REQUIRED ACTION 1: Copy each sentence from the opening paragraph of the passage on Indigenous self-government that ends in a question mark.
REQUIRED ACTION 2: Continue the passage on Indigenous self-government and identity with the next part, after its last sentence.

EXERCISE PASSAGE:
+---+
In cases where Indigenous peoples have found themselves incorporated into a multi-cultural state, their desire to gain greater control over their political lives raises central questions about how best to realize those aspirations. What powers and institutions are necessary to do the job? Most scholars supportive of Indigenous rights would argue for self-government. This raises the question of how to successfully justify these claims for greater political control. In other words, how should they make the case for self-government to a state authority? How can they encourage empathy for their goals among non-Indigenous groups?

Identity and Self-Governance

There are two main arguments underlying the case for greater Indigenous self-government. The first notes the pre-contact occupation of the lands in question, and the legal and moral obligation that this entails. The second relies on the notion that Indigenous people possess a unique set of cultural characteristics in need of protection and preservation. According to Canadian political theorist Tim Schouls, while few can dispute the first proposition, they should carefully explore the second. Schouls critically examines the way culture, nationhood, and ethnicities are used to support demands for greater self-government. Schouls aims to better integrate subjective concepts of identity with pluralist theory.

In Shifting Boundaries, Schouls advocates a subjective approach to identity, anchored in the familial ties of ethnicity. Someone’s biology as cultural criterion is less relevant than the ways people choose whom they affiliate and identify themselves with. Calling this the “identification” approach to identity, Schouls believes it best accounts for the ever-changing nature of group and individual self-definition:

Because the meaning of ethnicity is associated with the quality of belonging to an ethnic community and not with the individual possession of cultural and political attributes, this approach lends to identity a greater flexibility; it acknowledges that identity can change over time without jeopardizing the integrity of the individual’s identity itself or the identity of the community to which that individual is related. (Schouls 2003, 9).

Fluidity of Identity

For Schouls, the true source of meaning for any group identity resides precisely in the solidarity of its members, what he calls a shared commitment to group ‘relatedness.’ Members individually and collectively engage in “ongoing act[s] of self-definition,” constantly adjusting and adapting to new circumstances where needed. Changes influenced by colonialism are not necessarily negative for Indigenous identity:  they simply create new conditions in which it must operate. Schouls contrasts this understanding of identity to theories that rely solely on more fixed cultural attributes:

Some commentators point out that individuals need culture not in a general way but in the specific ways provided by the cultures of their own communities. . . . Thus, it is the existence of cultural differences rather than the existence of culture itself that becomes the basis of identity of a community (Schouls 2003, 5).
+---+
Extracted lines
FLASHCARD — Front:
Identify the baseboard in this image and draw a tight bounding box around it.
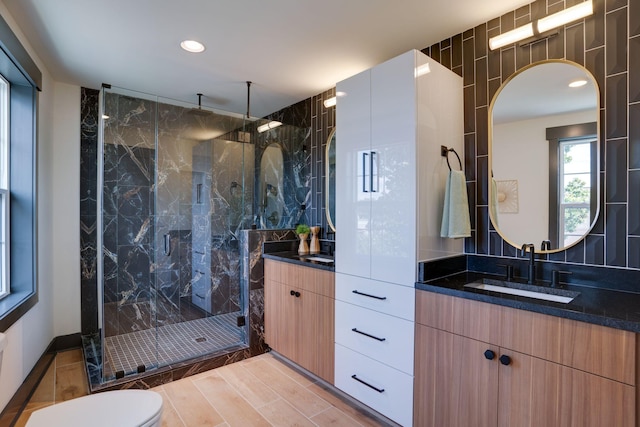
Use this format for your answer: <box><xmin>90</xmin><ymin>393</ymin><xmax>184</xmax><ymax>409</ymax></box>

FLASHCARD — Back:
<box><xmin>0</xmin><ymin>333</ymin><xmax>82</xmax><ymax>427</ymax></box>
<box><xmin>46</xmin><ymin>332</ymin><xmax>82</xmax><ymax>354</ymax></box>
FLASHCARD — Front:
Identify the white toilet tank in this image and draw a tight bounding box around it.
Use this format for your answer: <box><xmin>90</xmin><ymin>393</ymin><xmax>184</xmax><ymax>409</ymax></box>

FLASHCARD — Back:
<box><xmin>27</xmin><ymin>390</ymin><xmax>163</xmax><ymax>427</ymax></box>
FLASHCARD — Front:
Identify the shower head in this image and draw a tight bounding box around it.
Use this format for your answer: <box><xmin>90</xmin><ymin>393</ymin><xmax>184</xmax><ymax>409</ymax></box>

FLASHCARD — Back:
<box><xmin>189</xmin><ymin>93</ymin><xmax>212</xmax><ymax>116</ymax></box>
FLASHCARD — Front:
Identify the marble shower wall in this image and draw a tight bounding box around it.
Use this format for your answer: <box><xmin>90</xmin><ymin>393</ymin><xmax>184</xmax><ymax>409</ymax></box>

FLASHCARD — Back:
<box><xmin>81</xmin><ymin>88</ymin><xmax>313</xmax><ymax>335</ymax></box>
<box><xmin>80</xmin><ymin>88</ymin><xmax>100</xmax><ymax>335</ymax></box>
<box><xmin>240</xmin><ymin>230</ymin><xmax>296</xmax><ymax>355</ymax></box>
<box><xmin>252</xmin><ymin>99</ymin><xmax>313</xmax><ymax>229</ymax></box>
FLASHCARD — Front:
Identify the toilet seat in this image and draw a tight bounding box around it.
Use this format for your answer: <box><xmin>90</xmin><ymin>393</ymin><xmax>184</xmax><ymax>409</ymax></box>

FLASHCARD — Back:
<box><xmin>27</xmin><ymin>390</ymin><xmax>162</xmax><ymax>427</ymax></box>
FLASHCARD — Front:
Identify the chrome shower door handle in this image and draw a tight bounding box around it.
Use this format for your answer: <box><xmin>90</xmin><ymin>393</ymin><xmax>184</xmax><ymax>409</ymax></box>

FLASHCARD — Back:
<box><xmin>164</xmin><ymin>234</ymin><xmax>171</xmax><ymax>256</ymax></box>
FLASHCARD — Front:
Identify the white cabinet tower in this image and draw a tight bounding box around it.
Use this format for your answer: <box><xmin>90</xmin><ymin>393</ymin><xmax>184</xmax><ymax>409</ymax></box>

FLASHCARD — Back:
<box><xmin>335</xmin><ymin>50</ymin><xmax>463</xmax><ymax>425</ymax></box>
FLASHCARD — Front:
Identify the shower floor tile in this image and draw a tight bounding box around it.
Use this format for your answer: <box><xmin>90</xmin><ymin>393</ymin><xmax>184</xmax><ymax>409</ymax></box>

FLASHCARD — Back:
<box><xmin>103</xmin><ymin>312</ymin><xmax>244</xmax><ymax>378</ymax></box>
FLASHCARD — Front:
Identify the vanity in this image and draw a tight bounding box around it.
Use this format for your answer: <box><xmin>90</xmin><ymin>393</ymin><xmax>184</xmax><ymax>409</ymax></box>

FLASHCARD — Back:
<box><xmin>265</xmin><ymin>51</ymin><xmax>640</xmax><ymax>427</ymax></box>
<box><xmin>414</xmin><ymin>285</ymin><xmax>638</xmax><ymax>427</ymax></box>
<box><xmin>263</xmin><ymin>252</ymin><xmax>335</xmax><ymax>384</ymax></box>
+---+
WRITTEN RESPONSE 1:
What powers and institutions are necessary to do the job?
In other words, how should they make the case for self-government to a state authority?
How can they encourage empathy for their goals among non-Indigenous groups?

WRITTEN RESPONSE 2:
The focus on specific cultural attributes can be counterproductive as it reinforces a stereotype of an ‘authentic Indigenous’ identity represented by culture from pre-European contact. Seen through this lens, any northern Inuit who now voluntarily use snowmobiles instead of sled dogs could be criticized for acting ‘untraditionally.’

Schouls argues that it is a serious error to base arguments for Indigenous self-government on something so fluid as cultural traits. He finds that the second rationale for self-government (that it is necessary to protect a given set of cultural attributes) has serious shortcomings (Schouls 2003, ix). Schouls notes that Indigenous culture is not homogenous, and we must consider “what” constitutes Indigenous culture. “Whose version of culture would self-government be set up to defend?” For example, cultural practices can differ between geographical areas even if their Indigenous citizens share a similar biological lineage. We should not assume that tribal or biological ties mean that all individuals possessing that heritage have the same cultural practices. Identity politics are far more complicated than nationality or biological characteristics.

Identity in its most ideal form is not one-way, top-down imposed, but rather is an ongoing, informal exchange between the group as a whole and the individuals who make it up. For Schouls, specific expressions of culture are not the primary issue for self-government. Rather, Indigenous peoples should have the right to make their own choices about how they can best make their own decisions.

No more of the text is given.